>>>

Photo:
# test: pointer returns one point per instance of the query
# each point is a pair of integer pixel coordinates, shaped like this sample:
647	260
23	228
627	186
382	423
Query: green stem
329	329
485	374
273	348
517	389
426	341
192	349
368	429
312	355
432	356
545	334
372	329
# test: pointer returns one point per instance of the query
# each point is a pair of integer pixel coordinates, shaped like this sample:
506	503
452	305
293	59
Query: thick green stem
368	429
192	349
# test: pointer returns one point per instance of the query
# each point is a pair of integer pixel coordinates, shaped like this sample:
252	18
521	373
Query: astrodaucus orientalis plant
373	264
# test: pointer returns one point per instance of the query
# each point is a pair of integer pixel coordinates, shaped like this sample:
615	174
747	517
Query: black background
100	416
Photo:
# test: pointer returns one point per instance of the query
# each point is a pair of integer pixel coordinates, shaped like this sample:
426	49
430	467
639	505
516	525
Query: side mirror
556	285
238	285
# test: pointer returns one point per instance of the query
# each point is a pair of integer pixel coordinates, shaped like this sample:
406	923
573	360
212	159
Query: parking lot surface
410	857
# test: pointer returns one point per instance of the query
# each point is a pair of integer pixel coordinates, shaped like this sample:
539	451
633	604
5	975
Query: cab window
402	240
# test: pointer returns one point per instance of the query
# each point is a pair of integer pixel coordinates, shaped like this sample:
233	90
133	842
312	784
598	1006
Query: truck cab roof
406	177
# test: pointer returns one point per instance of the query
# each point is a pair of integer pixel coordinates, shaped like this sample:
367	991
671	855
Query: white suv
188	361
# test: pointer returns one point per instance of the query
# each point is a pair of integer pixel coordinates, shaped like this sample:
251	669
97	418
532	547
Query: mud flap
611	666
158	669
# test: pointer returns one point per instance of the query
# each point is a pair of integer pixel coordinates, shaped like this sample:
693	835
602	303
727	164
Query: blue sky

<<<

**GOAL OF THE EXERCISE**
Faithfully reproduce all of the records, character for character.

**TASK ANSWER**
Photo:
# test: pointer returns one point per instance of the query
# each point is a pair of integer pixel coordinates, shaped like this sample:
647	260
23	228
627	186
382	423
Query: green stem
329	329
485	374
273	348
517	389
426	341
192	349
368	429
312	355
432	356
545	334
372	329
# test: pointer returns one point per instance of the query
# each point is a pair of integer pixel coordinates, shaped like this sample:
506	503
452	305
293	59
Query: thick green stem
368	429
192	349
# test: pointer returns one point per instance of the query
# each point is a pair of integer pixel coordinates, shaped like this sample:
252	18
521	373
Query: astrodaucus orientalis plant
373	264
# test: pointer returns one point per instance of the query
# each point is a pair of integer pixel coordinates, shaped like this sample:
615	174
747	517
Query: black background
100	416
Photo:
# test: pointer returns one point per instance of the query
# each point is a pair of integer pixel coordinates, shaped like this sample:
426	49
430	467
639	505
516	525
Query: side mirror
556	285
238	285
# test: pointer returns one point per instance of the query
# each point is a pair of integer pixel coordinates, shaped like this sample:
406	923
573	360
212	159
Query: parking lot surface
410	857
# test: pointer returns one point per instance of the query
# each point is a pair of integer pixel coordinates, shaped like this sample:
539	451
633	604
5	975
Query: cab window
402	240
# test: pointer returns one point per instance of the query
# each point is a pair of integer pixel coordinates, shaped like this sample:
233	90
133	842
312	784
598	1006
Query: truck cab roof
406	177
# test: pointer returns one point per instance of the query
# each point is a pair of integer pixel coordinates, shaped like this sample:
367	991
671	855
Query: white suv
188	361
# test: pointer returns one point per instance of the query
# each point is a pair of integer pixel coordinates, shaped like this sample:
251	669
97	418
532	547
Query: mud flap
611	666
158	669
# test: pointer returns one point per instance of the query
# each point is a pair of integer pixel coordinates, shaped like this sample:
693	835
602	303
727	164
Query: blue sky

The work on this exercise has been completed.